* **What you have to do**:
Leaving out the pictures, reproduce each record exactly and in full.

* **Information given**:

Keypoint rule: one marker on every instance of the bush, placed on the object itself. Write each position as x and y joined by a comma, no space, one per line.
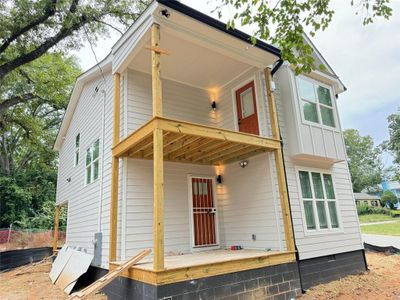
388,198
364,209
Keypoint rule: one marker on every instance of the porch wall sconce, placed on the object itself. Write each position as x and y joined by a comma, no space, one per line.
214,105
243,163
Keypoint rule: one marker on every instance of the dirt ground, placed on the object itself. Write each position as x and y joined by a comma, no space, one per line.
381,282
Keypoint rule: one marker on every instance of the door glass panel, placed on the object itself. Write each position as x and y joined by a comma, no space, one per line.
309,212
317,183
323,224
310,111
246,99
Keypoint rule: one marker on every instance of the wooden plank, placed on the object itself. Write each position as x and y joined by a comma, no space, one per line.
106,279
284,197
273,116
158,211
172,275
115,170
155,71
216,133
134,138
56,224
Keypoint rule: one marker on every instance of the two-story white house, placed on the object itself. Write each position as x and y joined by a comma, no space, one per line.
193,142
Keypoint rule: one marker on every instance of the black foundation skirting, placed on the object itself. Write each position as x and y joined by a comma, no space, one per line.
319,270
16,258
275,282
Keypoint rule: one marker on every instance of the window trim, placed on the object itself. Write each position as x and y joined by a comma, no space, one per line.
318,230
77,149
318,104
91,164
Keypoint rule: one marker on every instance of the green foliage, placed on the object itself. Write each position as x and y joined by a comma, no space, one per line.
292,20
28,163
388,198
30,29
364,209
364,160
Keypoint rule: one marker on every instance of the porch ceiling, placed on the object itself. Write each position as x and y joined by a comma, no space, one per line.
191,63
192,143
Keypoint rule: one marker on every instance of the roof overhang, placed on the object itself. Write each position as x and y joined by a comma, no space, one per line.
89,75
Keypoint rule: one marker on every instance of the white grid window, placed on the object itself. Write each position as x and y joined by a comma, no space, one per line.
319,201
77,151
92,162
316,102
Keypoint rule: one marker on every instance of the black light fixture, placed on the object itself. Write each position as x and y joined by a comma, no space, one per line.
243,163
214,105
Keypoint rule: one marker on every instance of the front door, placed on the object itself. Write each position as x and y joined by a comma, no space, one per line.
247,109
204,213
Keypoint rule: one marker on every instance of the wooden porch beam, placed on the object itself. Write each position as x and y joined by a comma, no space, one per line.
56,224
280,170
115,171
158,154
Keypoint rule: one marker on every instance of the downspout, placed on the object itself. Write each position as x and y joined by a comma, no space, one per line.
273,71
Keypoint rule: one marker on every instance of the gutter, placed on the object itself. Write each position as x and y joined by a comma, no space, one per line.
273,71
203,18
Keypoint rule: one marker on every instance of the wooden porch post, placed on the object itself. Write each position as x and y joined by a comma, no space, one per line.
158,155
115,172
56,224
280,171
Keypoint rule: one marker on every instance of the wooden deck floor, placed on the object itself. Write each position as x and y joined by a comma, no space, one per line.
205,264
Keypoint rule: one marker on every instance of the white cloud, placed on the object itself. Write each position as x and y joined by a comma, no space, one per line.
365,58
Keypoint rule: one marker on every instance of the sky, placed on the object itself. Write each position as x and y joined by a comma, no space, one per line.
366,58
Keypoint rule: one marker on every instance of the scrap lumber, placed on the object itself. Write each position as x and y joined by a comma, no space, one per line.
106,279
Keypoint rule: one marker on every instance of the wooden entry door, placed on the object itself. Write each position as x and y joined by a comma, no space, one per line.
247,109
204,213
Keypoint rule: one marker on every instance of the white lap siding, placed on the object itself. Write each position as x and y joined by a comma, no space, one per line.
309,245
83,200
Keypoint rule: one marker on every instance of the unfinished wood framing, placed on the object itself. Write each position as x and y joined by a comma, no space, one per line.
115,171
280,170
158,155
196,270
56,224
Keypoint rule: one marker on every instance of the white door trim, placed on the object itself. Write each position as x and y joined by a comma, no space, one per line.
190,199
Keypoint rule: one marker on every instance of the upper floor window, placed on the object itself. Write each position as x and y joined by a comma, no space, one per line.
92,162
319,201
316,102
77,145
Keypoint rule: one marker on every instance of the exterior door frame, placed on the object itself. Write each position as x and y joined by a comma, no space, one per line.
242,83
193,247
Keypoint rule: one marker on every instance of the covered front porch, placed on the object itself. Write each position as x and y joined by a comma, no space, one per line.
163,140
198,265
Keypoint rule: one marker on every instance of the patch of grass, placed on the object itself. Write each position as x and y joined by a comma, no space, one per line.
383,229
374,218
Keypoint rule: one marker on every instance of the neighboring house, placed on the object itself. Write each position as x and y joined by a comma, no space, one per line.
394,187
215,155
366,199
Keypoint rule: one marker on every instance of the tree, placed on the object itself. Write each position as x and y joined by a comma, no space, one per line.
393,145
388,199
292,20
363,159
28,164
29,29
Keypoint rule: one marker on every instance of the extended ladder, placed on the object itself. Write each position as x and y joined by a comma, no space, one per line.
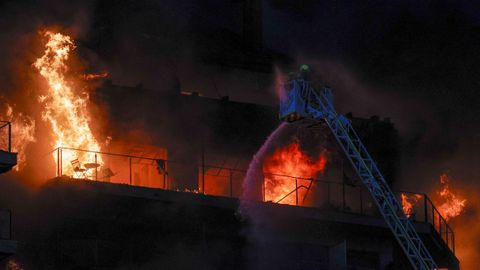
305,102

* **Exercise answer**:
Keypoint rule: one marker on every instance of the bush, placed on the object itself. Write each position as x and y joined by a comma, no space, one per line.
388,198
364,209
Keypoint rule: one marker on every instance of the porch wall sconce, placed on the object itself. Write each position as x and y joined by a comma, no space, one per line.
214,105
243,163
Keypoint rule: one marker on every instance of the dirt ground, placed on the object itself. Write each position as x and y joined by a comma, no space, one per line.
381,282
Keypoint rule: one marker on every instance of the door glass panel, placed on the object itself. Write each position as x and y joined by a comma, no space, one per line.
309,212
317,183
323,224
310,111
246,99
Keypoint rule: one marker on every instance of the wooden plank, placed on the object itself. Write each position as x and y joined by a comma, no space, one per line.
106,279
284,197
273,116
158,211
172,275
115,170
155,71
216,133
134,138
56,224
Keypoint rule: one marker on every instance of the two-story white house, placed on the object itself. Write each position as x and y joined by a comma, no space, one per line.
193,142
Keypoint rule: one marker on every instance of the black foundation skirting, placed on the object itself. Write each position as x and y joined by a comma, no space, one per line.
319,270
16,258
275,282
Keypoint rule: one marker on every instance of the window trim, placed on the object itself. Write each position as x and y joined by a comma, no space, one per line.
318,230
77,149
318,104
91,164
Keypoint rule: one marker on every instance of the green foliage, placed on the object itself. Write each position as x and y joined by a comma, no space, one per line.
292,20
28,163
388,198
30,29
364,209
364,160
Keypoint rule: one marker on every instance of the porch ceiling, placed on the object itself. Write each position as x and y joined by a comma, no space, one per line.
191,63
192,143
Keypoint rule: one marker on every instance of the roof overhang, placed on the object itself. Write each position as x and y joined by a comma, no space, one per line.
89,75
Keypoint rule: one marker on every instance of the white grid window, placed on the object itself. Write each position as x and y joined by a comma, no space, one per line.
319,201
77,151
92,162
316,102
Keypoint rule: one marker on every instance of the black light fixture, placed on the object itself. Write each position as x and y joined by a comma, no space, one per line.
243,163
214,105
Keypoint rule: one marker on every instance of the front door, placed on the object itself. Write each position as x and y joined by a comma, no space, one per line.
247,109
204,213
Keypoint rule: one marker on every instance of the wooden porch beam, placed on the object itself. Write each position as x and y joined by a comma, no space, one per line.
56,224
280,170
115,171
158,154
Keypoint rule: one marker on every instance of the downspout, placed on the object itself. Write each position as x and y joined by a comma, no space, one per line.
273,71
Keypoint rule: one marker on every instance of the gutter, placed on the object itself. Write each position as x and y joined by a comma, no space, one per line.
273,71
203,18
Keypoint rule: one marker on every instance of the wooden porch post, placed on the object itself. Write each position as x and y joined by a comma, no space, one per line.
158,155
115,172
56,224
280,171
Keypoint rule: one marker on every instance of the wooden deck floor, placed on the object itself. Write each position as x and y joined by a comma, no space, one per line.
205,264
Keypoint rule: one marker on every instance of the white cloud, placed on the object itself. Write each position as x and y joined by a comma, no space, one per line.
365,58
Keypoint rule: one marker on every instance of the sky, placed on the object itself. Write each position as x and y joined by a comma, no space, one per line.
366,58
Keypoint rule: one marker on every instance of the scrap lumber, placed on the object itself. Write each position as x and y joined by a comma, no space, one per line.
106,279
Keypoint rule: one marker on every instance of the wooden entry door, placed on the object itself. Write each position as x and y joined by a comma, no space, one per line.
247,109
204,213
Keypoint rule: one marker on every instance of the white lap siding, placed on the object itself. Write each position as x and y joined by a comma, no space, one per line.
309,245
83,200
Keypoint rule: one marker on every instance of the unfinished wood framing, placed on the object itself. Write each position as x and y joined by a comma, no space, one per line.
115,171
280,170
158,155
196,270
56,224
Keypoint rule: one marker on every instance of the white door trim, placed on the object itself. Write each position as x and y joined by a comma, no space, one per line.
190,199
Keypoint rule: one marker on every instance of the upper floor window, placed on the object itself. Write each position as x and y joined by a comma, no space, one per line.
92,162
319,201
316,102
77,145
Keypoint rule: one marker on every instance of the exterior door frame, placed on the object itself. Write each position as x and y joined by a comma, no space, one per line.
242,83
193,247
Keypoint rule: one marker on every instance of the covered front porch, placed on the object itself. Write each position as x and y joined by a comma, no space, one per line.
163,140
198,265
Keypoint rule: one marker on every instance of the patch of grass, placed on the object itself. Write each position as x and y joined by a comma, no space, one per line.
383,229
374,218
Keypoint rule: one marker on every instance of the neighboring house, placed on the object itself. Write each position as x and y joined by a comma, no space, one per line.
394,187
215,155
366,199
Keypoint rule: one marker on every instance of the tree, placed on the object itself. Write each position as x and y joined by a comma, no space, one per line.
393,145
388,199
292,20
363,159
28,164
29,29
Keypoint rule: one marker on every instance of the extended ladder, placed on the object itself. Write each position as x and y joined by a comma, no space, one per line.
305,102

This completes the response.